The problem: Rewrite the passage on MacIver's underwater robots from "MacIver and his" to "next few years.", using "experimental" in place of "prototype".

Quoted passage:

_ _ _ _ _ _ _

MacIver and his collaborators already have developed prototype robots that can move and “sense” in highly cluttered and dark underwater environments, and expect to see them in commercial use, including possibly by the US Navy, within the next few years.

“The underwater robots used during the Deepwater Horizon problem were held back by lack of maneuverability and sensor technology that could have helped them function well in turbid environments,” he says, referring to the BP oil spill in 2010 in the Gulf of Mexico. “They were trying to operate in those huge plumes of oil mixed with water. You can’t see in that. This technology has the potential to change all that.”

MacIver also is working on a mechanical version of the fish’s unique propulsion system.

“Most fish flap their fin, they wave the back portion of their body through the water, which propels them forward,” he says. “Our fish doesn’t swim that way. It keeps its body straight, and has a fin that goes almost of the full length of its body, down and along the belly. It ripples that fin, almost like a curtain in the wind. Using that, they are able to move in a highly acrobatic fashion.”

_ _ _ _ _ _ _

Input data:
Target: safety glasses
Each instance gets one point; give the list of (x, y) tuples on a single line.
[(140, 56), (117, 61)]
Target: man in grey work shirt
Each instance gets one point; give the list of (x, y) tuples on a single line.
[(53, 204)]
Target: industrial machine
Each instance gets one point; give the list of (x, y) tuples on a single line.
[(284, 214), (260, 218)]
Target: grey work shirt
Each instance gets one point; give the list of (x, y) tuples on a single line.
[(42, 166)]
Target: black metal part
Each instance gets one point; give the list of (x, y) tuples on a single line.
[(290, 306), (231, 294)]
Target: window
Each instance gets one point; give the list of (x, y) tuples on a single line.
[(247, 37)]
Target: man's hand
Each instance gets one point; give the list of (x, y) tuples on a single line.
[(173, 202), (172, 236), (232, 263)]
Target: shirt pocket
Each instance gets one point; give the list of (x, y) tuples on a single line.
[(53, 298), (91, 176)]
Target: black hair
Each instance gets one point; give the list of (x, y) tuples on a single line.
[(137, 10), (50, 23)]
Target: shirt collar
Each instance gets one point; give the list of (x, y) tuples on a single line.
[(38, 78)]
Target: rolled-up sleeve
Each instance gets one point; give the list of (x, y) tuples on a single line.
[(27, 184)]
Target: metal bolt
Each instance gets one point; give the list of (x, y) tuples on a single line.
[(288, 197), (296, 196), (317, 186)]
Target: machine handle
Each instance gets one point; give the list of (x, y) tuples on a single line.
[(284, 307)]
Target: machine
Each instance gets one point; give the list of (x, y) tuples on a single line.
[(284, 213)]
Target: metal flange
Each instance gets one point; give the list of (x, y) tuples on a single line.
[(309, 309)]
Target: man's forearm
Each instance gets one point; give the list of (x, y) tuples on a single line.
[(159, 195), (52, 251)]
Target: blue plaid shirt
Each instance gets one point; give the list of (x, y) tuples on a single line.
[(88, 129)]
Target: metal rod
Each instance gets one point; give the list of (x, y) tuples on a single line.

_ _ _ _ _ _ _

Solved exercise:
MacIver and his collaborators already have developed experimental robots that can move and “sense” in highly cluttered and dark underwater environments, and expect to see them in commercial use, including possibly by the US Navy, within the next few years.